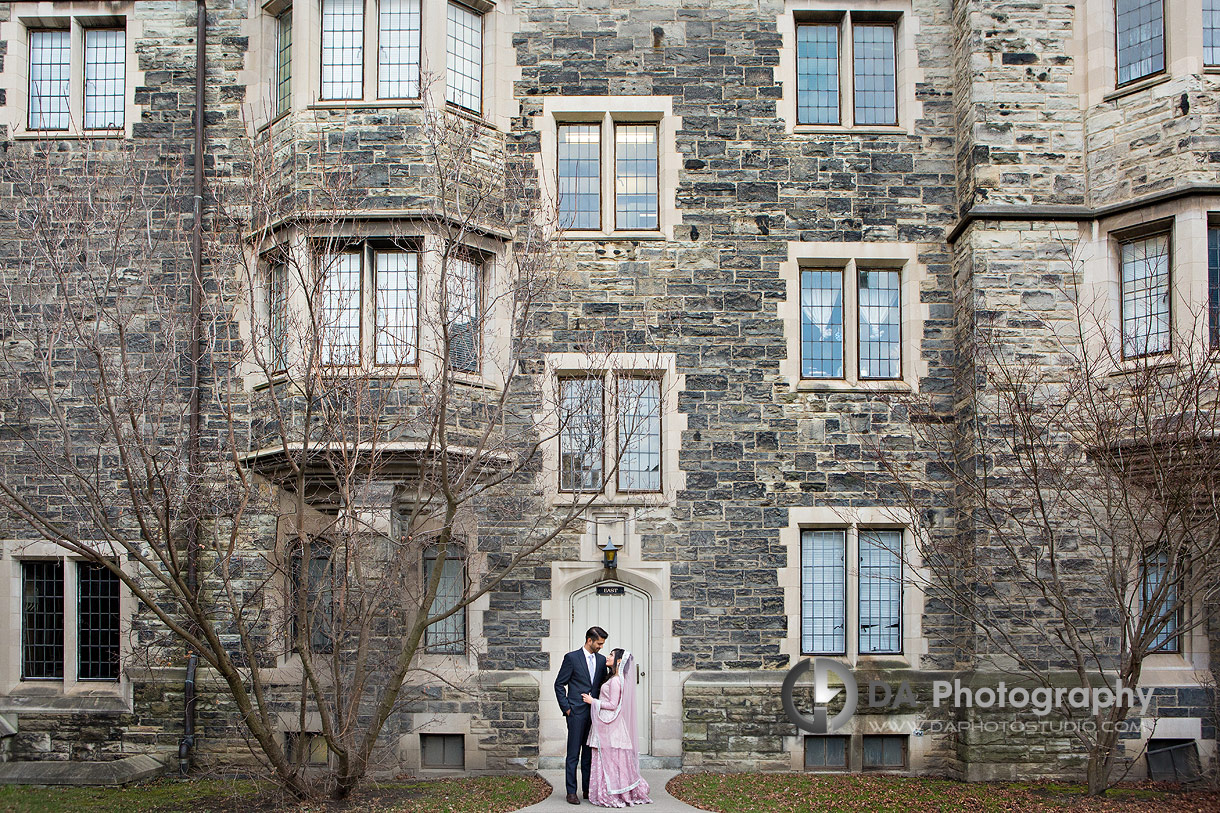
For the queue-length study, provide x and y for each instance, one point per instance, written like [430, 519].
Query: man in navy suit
[583, 672]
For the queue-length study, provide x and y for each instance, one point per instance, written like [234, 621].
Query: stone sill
[1143, 84]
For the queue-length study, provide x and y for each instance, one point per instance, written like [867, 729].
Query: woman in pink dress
[615, 779]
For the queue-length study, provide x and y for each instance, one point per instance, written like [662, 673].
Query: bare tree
[1066, 513]
[372, 391]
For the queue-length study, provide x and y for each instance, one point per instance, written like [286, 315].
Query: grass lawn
[475, 795]
[800, 792]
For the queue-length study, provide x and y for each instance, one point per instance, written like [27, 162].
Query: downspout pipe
[197, 352]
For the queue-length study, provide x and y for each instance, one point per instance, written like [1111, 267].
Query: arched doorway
[625, 613]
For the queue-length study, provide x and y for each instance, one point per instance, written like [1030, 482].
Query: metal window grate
[397, 285]
[581, 433]
[822, 591]
[464, 84]
[340, 309]
[1158, 603]
[96, 623]
[283, 61]
[876, 75]
[580, 176]
[636, 186]
[277, 315]
[818, 87]
[881, 591]
[639, 435]
[343, 49]
[1141, 26]
[50, 60]
[1212, 32]
[42, 624]
[1146, 296]
[105, 62]
[881, 348]
[462, 293]
[1214, 286]
[447, 636]
[885, 751]
[398, 49]
[821, 324]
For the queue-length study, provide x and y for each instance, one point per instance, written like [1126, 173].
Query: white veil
[627, 702]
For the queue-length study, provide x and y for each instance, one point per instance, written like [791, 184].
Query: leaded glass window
[639, 431]
[881, 347]
[818, 86]
[1141, 38]
[447, 636]
[398, 49]
[636, 176]
[397, 307]
[1146, 324]
[875, 75]
[105, 62]
[464, 82]
[822, 592]
[339, 331]
[50, 64]
[881, 591]
[581, 432]
[343, 49]
[580, 176]
[821, 324]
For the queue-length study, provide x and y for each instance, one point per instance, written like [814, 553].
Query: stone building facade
[946, 147]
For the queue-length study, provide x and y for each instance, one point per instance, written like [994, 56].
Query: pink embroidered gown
[615, 779]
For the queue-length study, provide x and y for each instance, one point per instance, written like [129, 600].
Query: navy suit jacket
[574, 680]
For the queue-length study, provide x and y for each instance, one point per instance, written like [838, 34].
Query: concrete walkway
[661, 801]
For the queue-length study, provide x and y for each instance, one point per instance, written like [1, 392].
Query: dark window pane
[881, 349]
[49, 78]
[464, 79]
[343, 49]
[447, 636]
[581, 433]
[1146, 296]
[42, 620]
[821, 324]
[818, 87]
[876, 75]
[822, 591]
[96, 623]
[636, 176]
[398, 49]
[1141, 26]
[580, 176]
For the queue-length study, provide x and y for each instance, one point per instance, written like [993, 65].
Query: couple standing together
[597, 695]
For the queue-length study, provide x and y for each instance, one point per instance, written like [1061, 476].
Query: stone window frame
[914, 643]
[908, 71]
[661, 366]
[913, 313]
[371, 234]
[609, 111]
[76, 16]
[499, 61]
[14, 553]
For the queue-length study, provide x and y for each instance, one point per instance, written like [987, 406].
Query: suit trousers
[578, 724]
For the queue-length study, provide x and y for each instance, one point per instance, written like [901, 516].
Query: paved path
[661, 801]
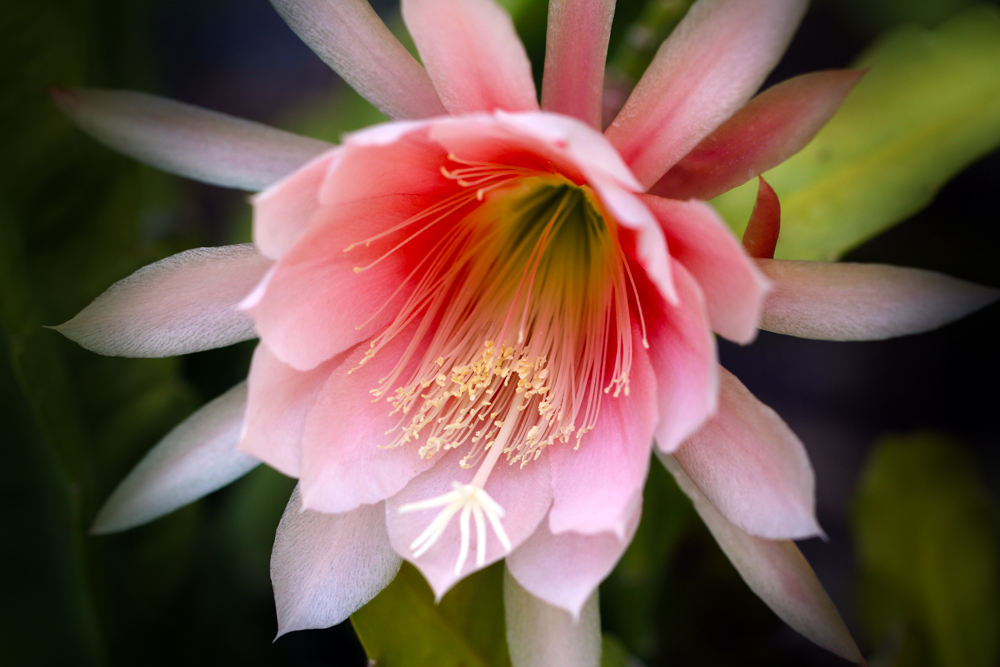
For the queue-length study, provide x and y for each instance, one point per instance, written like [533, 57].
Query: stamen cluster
[523, 294]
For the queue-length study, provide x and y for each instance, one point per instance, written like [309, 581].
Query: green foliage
[633, 591]
[928, 550]
[404, 627]
[928, 106]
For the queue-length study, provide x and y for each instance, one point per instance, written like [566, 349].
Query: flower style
[475, 320]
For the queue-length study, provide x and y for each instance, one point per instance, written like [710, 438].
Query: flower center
[519, 325]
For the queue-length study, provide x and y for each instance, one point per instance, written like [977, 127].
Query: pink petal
[365, 167]
[760, 238]
[540, 635]
[683, 357]
[709, 67]
[283, 212]
[347, 460]
[777, 572]
[647, 240]
[350, 37]
[279, 400]
[324, 567]
[524, 493]
[752, 468]
[315, 305]
[528, 139]
[188, 141]
[196, 458]
[840, 301]
[771, 128]
[575, 51]
[597, 486]
[565, 570]
[181, 304]
[371, 165]
[472, 53]
[734, 288]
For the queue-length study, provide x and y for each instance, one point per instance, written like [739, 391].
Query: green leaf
[614, 653]
[403, 627]
[928, 549]
[928, 107]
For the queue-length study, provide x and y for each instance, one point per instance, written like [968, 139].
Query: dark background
[193, 588]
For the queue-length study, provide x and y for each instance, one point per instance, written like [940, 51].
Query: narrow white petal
[186, 140]
[777, 572]
[196, 458]
[843, 301]
[540, 635]
[350, 37]
[181, 304]
[324, 567]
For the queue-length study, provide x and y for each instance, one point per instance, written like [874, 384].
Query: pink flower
[474, 326]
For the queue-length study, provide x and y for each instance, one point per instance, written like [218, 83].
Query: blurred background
[903, 434]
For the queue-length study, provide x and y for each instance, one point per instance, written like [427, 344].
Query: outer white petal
[472, 54]
[576, 49]
[196, 458]
[350, 37]
[777, 572]
[186, 140]
[843, 301]
[181, 304]
[324, 567]
[540, 635]
[752, 467]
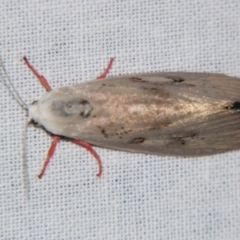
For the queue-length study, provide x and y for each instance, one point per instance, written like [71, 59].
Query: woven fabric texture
[139, 196]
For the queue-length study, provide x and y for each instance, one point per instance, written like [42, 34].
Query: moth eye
[72, 108]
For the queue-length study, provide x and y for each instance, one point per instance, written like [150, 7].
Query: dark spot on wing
[104, 133]
[176, 79]
[235, 106]
[138, 140]
[137, 79]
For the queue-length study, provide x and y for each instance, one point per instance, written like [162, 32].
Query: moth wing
[192, 136]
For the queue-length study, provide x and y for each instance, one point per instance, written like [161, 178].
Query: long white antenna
[7, 81]
[14, 92]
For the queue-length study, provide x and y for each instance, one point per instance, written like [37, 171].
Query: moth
[162, 113]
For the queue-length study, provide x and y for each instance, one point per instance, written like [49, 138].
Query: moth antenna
[12, 90]
[24, 160]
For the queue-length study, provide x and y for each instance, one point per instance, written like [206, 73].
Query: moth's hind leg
[41, 78]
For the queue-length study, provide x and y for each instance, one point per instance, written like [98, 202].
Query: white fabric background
[139, 196]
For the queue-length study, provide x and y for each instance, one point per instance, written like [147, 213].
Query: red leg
[41, 78]
[106, 71]
[93, 152]
[49, 155]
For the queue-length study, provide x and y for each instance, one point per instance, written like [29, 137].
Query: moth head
[55, 111]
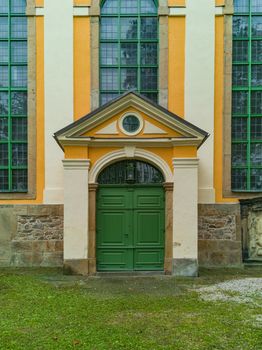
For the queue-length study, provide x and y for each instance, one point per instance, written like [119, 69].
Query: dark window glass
[240, 101]
[240, 75]
[240, 27]
[239, 128]
[256, 128]
[128, 42]
[239, 154]
[131, 123]
[19, 180]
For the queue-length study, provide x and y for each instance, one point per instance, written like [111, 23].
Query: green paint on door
[130, 228]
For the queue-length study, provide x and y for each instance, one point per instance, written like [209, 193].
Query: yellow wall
[218, 123]
[176, 67]
[181, 3]
[82, 2]
[220, 2]
[39, 117]
[169, 132]
[39, 3]
[81, 66]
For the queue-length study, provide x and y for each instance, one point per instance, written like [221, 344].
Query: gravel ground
[247, 290]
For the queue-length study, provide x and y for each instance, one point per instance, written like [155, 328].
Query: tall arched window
[128, 48]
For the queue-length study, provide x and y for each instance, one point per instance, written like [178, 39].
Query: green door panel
[114, 198]
[148, 228]
[113, 228]
[115, 259]
[148, 259]
[149, 198]
[130, 228]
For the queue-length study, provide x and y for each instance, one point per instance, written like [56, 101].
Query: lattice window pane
[19, 51]
[4, 183]
[3, 103]
[257, 50]
[129, 54]
[240, 75]
[239, 154]
[4, 6]
[109, 79]
[19, 129]
[19, 27]
[256, 179]
[148, 54]
[241, 6]
[151, 96]
[148, 78]
[148, 7]
[240, 27]
[256, 75]
[3, 129]
[256, 6]
[109, 28]
[19, 180]
[109, 54]
[256, 154]
[256, 128]
[4, 52]
[257, 26]
[240, 51]
[18, 6]
[128, 78]
[128, 28]
[19, 103]
[19, 76]
[3, 154]
[239, 128]
[106, 97]
[129, 6]
[149, 28]
[110, 7]
[239, 179]
[240, 101]
[256, 102]
[19, 154]
[3, 76]
[4, 27]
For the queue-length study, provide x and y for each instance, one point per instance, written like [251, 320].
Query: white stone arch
[127, 153]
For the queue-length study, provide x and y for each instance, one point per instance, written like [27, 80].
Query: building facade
[130, 134]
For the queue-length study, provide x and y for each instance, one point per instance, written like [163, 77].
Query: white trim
[39, 11]
[185, 162]
[76, 163]
[124, 131]
[122, 154]
[219, 11]
[177, 11]
[81, 11]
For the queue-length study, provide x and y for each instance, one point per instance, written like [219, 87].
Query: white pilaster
[185, 220]
[76, 209]
[58, 55]
[199, 85]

________________________________________

● **Work instructions**
Reproduce the material from the line containing "like [219, 87]." through the end of the material, inclusive, substituting "column" for "pilaster" and leaving everything else unchanged.

● **Task answer**
For the queue-length study, provide x and y for each instance, one point per instance, written like [219, 87].
Query: white column
[185, 220]
[76, 209]
[58, 55]
[199, 85]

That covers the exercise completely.